◆ Page extract
────────────────
Determination of the most pertinent EUV proxy for use in thermosphere modeling



[1] Two major issues in the specification of the thermospheric density are the definition of proper solar inputs and the empirical modeling of thermosphere response to solar and to geomagnetic forcings. This specification is crucial for the tracking of low Earth orbiting satellites. Here we address both issues by using 14 years of daily density measurements made by the Stella satellite at 813 km altitude and by carrying out a multiscale statistical analysis of various solar inputs. First, we find that the spectrally integrated solar emission between 26–34 nm offers the best overall performance in the density reconstruction. Second, we introduce linear parametric transfer function models to describe the dynamic response of the density to the solar and geomagnetic forcings. These transfer function models lead to a major error reduction and in addition open new perspectives in the physical interpretation of the thermospheric dynamics.

1. Introduction

[2] The density and composition of Earth's thermosphere is mostly sensitive to variations of the solar irradiance in the Extreme UltraViolet (EUV, 10–121 nm) spectral range. EUV radiation heats the upper atmosphere, and an intensifying flux causes the density at a given altitude to increase. Such changes in the atmospheric density mainly affect objects in low Earth orbit, where the drag force becomes the second-largest (but secular) perturbation.
────────────────
◆ Exercise requirements
A – In the thermosphere paper, at what altitude did the Stella satellite make its density measurements?
B – Reproduce verbatim the stretch of the thermosphere paper from "1. Introduction" through "(but secular) perturbation.".

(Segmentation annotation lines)
────────────────
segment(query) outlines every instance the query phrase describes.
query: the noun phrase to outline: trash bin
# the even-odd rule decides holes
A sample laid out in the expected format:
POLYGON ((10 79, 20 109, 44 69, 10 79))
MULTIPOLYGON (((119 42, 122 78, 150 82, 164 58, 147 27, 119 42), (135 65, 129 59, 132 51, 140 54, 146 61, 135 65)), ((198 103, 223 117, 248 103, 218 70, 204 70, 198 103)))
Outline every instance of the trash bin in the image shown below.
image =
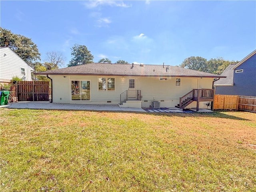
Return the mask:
────────────────
◆ Exercise answers
A – 813 km

B –
1. Introduction

[2] The density and composition of Earth's thermosphere is mostly sensitive to variations of the solar irradiance in the Extreme UltraViolet (EUV, 10–121 nm) spectral range. EUV radiation heats the upper atmosphere, and an intensifying flux causes the density at a given altitude to increase. Such changes in the atmospheric density mainly affect objects in low Earth orbit, where the drag force becomes the second-largest (but secular) perturbation.